◆ Required task ◆
Write out the material exactly, with the pictures left out.

◆ Records from a dataset ◆
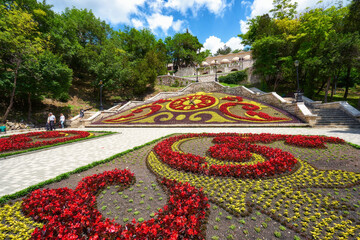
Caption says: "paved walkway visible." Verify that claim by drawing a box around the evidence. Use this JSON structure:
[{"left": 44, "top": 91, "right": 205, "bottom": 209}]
[{"left": 0, "top": 127, "right": 360, "bottom": 196}]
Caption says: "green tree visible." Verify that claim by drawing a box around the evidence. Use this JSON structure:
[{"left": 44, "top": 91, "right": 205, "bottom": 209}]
[
  {"left": 18, "top": 50, "right": 72, "bottom": 121},
  {"left": 165, "top": 32, "right": 206, "bottom": 70},
  {"left": 0, "top": 5, "right": 46, "bottom": 121},
  {"left": 270, "top": 0, "right": 298, "bottom": 19}
]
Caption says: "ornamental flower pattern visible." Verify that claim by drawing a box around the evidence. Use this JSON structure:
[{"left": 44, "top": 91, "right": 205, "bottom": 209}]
[
  {"left": 22, "top": 169, "right": 209, "bottom": 240},
  {"left": 147, "top": 133, "right": 360, "bottom": 239},
  {"left": 93, "top": 92, "right": 301, "bottom": 125}
]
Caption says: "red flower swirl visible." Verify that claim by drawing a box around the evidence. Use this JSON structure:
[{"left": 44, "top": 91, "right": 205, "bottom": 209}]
[{"left": 22, "top": 169, "right": 210, "bottom": 239}]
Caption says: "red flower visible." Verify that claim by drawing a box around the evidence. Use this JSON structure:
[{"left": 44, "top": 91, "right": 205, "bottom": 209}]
[{"left": 22, "top": 169, "right": 210, "bottom": 239}]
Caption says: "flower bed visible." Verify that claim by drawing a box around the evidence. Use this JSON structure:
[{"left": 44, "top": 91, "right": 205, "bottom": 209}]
[
  {"left": 0, "top": 131, "right": 90, "bottom": 153},
  {"left": 148, "top": 133, "right": 360, "bottom": 239},
  {"left": 22, "top": 169, "right": 209, "bottom": 239},
  {"left": 94, "top": 92, "right": 301, "bottom": 125},
  {"left": 154, "top": 134, "right": 344, "bottom": 178},
  {"left": 0, "top": 133, "right": 360, "bottom": 239}
]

◆ Finished exercise ◆
Caption says: "paved walkway visible." Verify that claim by drawing a box around the evidence. Use this JSON structure:
[{"left": 44, "top": 91, "right": 205, "bottom": 209}]
[{"left": 0, "top": 127, "right": 360, "bottom": 196}]
Caption says: "green tree visible." Verify that claim by drawing a box around the evidence. Use this JSON structure:
[{"left": 44, "top": 91, "right": 205, "bottom": 209}]
[
  {"left": 18, "top": 50, "right": 72, "bottom": 121},
  {"left": 165, "top": 32, "right": 206, "bottom": 70},
  {"left": 0, "top": 5, "right": 46, "bottom": 121},
  {"left": 270, "top": 0, "right": 298, "bottom": 19}
]
Caption says: "ornamental flower pattern visible." Verify that claim by drawing a box around the evidence. Use this JSON structure:
[{"left": 44, "top": 91, "right": 205, "bottom": 209}]
[
  {"left": 22, "top": 169, "right": 209, "bottom": 240},
  {"left": 147, "top": 133, "right": 360, "bottom": 239},
  {"left": 93, "top": 92, "right": 301, "bottom": 125}
]
Caption says: "red flower swirl visible." Verify that claim by drawing a box around the evidence. Use this JSON structure:
[{"left": 44, "top": 91, "right": 205, "bottom": 209}]
[{"left": 22, "top": 169, "right": 210, "bottom": 239}]
Caption says: "red flower visible." Verify that claim by drawing a box around the evidence. Use this JSON structure:
[{"left": 44, "top": 91, "right": 205, "bottom": 209}]
[{"left": 22, "top": 169, "right": 210, "bottom": 239}]
Caption says: "flower bed visible." Verify that claim by drawing a box around the evidence. Use this JSON structure:
[{"left": 44, "top": 91, "right": 205, "bottom": 209}]
[
  {"left": 0, "top": 131, "right": 90, "bottom": 153},
  {"left": 148, "top": 133, "right": 360, "bottom": 239},
  {"left": 22, "top": 169, "right": 209, "bottom": 239},
  {"left": 94, "top": 92, "right": 301, "bottom": 125},
  {"left": 154, "top": 134, "right": 344, "bottom": 178},
  {"left": 0, "top": 133, "right": 360, "bottom": 239}
]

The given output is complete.